Composition of Client Base

 

5.             Could you please remind me the composition of your clients such as investment managers, hedge funds, insurance companies, mutual funds, individuals, etc?

 

We serve clients in three major areas: individual investors, financial advisors, and institutions. Of these, the institutional group is largest, followed by advisors and individuals. Within the institutional area, many of our largest clients are insurance firms, followed by fund companies and other asset managers, retirement plan sponsors and providers, broker-dealers, and media outlets.

 

Foreign Currency Exposure

 

6.             Could you please remind me what percentage of your expenses are denominated in foreign currencies?  Which currencies should I focus on?

 

About one-fourth of our revenue is from outside of the United States. Our largest non-U.S. dollar currency exposures (ranked in order of size) are the British pound, Euro, Australian dollar, and Canadian dollar.

 

On the expense side, about one-third of our operating expense is denominated in currencies other than the U.S. dollar. The largest components of our non-U.S. dollar expense base (ranked in order of size) are the British pound, Euro, Australian dollar, Chinese yuan, and Canadian dollar.

 

Effective Tax Rate

 

7.             From a modeling perspective, are there any implications of ever increasing percentage of int’l revenue on the tax rate?  Is 37.5% a reasonable target?

• Short problem 1: Extract the investor Q&A in full, word for word.
• Short problem 2: Rewrite the part of the records that opens with their first line and closes with the line containing "pixel 37 281", replacing "disc" with "circle" and leaving everything else unchanged. Give only that part.
The records that follow this passage are unrelated to it.

• Material:
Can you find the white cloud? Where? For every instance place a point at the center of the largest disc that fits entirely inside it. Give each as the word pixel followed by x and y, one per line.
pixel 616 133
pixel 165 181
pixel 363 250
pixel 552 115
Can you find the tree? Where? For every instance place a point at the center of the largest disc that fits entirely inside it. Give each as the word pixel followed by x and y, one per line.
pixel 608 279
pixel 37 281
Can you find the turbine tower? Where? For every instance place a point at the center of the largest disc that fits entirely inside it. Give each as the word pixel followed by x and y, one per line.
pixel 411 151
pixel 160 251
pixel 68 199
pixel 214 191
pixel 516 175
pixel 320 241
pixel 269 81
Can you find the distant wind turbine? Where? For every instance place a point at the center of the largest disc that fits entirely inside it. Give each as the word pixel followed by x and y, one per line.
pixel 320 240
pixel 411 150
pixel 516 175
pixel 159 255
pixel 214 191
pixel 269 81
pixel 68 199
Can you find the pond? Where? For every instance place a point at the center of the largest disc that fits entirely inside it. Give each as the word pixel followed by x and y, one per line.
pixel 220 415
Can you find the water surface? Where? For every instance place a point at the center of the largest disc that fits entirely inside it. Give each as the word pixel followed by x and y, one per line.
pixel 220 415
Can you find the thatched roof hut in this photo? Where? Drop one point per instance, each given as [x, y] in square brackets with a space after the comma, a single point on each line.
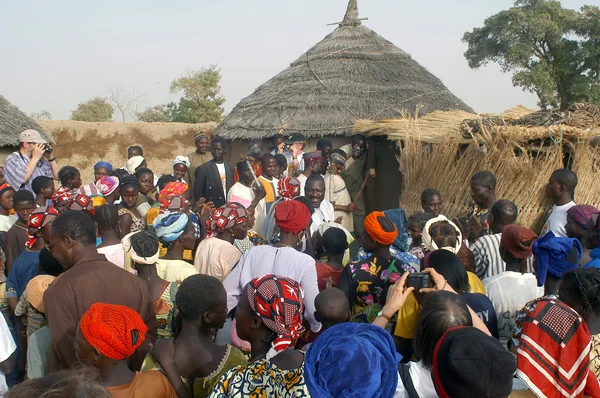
[13, 122]
[352, 74]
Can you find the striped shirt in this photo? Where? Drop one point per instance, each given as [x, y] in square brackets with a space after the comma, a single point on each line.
[15, 170]
[488, 262]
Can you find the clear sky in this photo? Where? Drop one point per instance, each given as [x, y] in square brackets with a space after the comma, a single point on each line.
[55, 54]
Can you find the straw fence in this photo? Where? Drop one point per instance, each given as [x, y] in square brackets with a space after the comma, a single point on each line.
[435, 154]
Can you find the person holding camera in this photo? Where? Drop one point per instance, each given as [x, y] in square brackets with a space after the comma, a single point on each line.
[33, 159]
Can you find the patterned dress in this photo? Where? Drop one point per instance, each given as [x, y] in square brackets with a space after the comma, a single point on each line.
[261, 379]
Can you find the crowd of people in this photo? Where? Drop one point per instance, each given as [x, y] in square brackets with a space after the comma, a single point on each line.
[269, 278]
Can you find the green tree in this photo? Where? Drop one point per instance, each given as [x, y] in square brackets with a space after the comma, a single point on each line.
[552, 51]
[94, 110]
[201, 99]
[158, 113]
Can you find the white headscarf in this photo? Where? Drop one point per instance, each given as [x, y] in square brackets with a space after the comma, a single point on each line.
[430, 244]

• Exercise answer 1:
Composition of Client Base

 

5.             Could you please remind me the composition of your clients such as investment managers, hedge funds, insurance companies, mutual funds, individuals, etc?

 

We serve clients in three major areas: individual investors, financial advisors, and institutions. Of these, the institutional group is largest, followed by advisors and individuals. Within the institutional area, many of our largest clients are insurance firms, followed by fund companies and other asset managers, retirement plan sponsors and providers, broker-dealers, and media outlets.

 

Foreign Currency Exposure

 

6.             Could you please remind me what percentage of your expenses are denominated in foreign currencies?  Which currencies should I focus on?

 

About one-fourth of our revenue is from outside of the United States. Our largest non-U.S. dollar currency exposures (ranked in order of size) are the British pound, Euro, Australian dollar, and Canadian dollar.

 

On the expense side, about one-third of our operating expense is denominated in currencies other than the U.S. dollar. The largest components of our non-U.S. dollar expense base (ranked in order of size) are the British pound, Euro, Australian dollar, Chinese yuan, and Canadian dollar.

 

Effective Tax Rate

 

7.             From a modeling perspective, are there any implications of ever increasing percentage of int’l revenue on the tax rate?  Is 37.5% a reasonable target?

• Exercise answer 2:
Can you find the white cloud? Where? For every instance place a point at the center of the largest circle that fits entirely inside it. Give each as the word pixel followed by x and y, one per line.
pixel 616 133
pixel 165 181
pixel 363 250
pixel 552 115
Can you find the tree? Where? For every instance place a point at the center of the largest circle that fits entirely inside it. Give each as the word pixel followed by x and y, one per line.
pixel 608 279
pixel 37 281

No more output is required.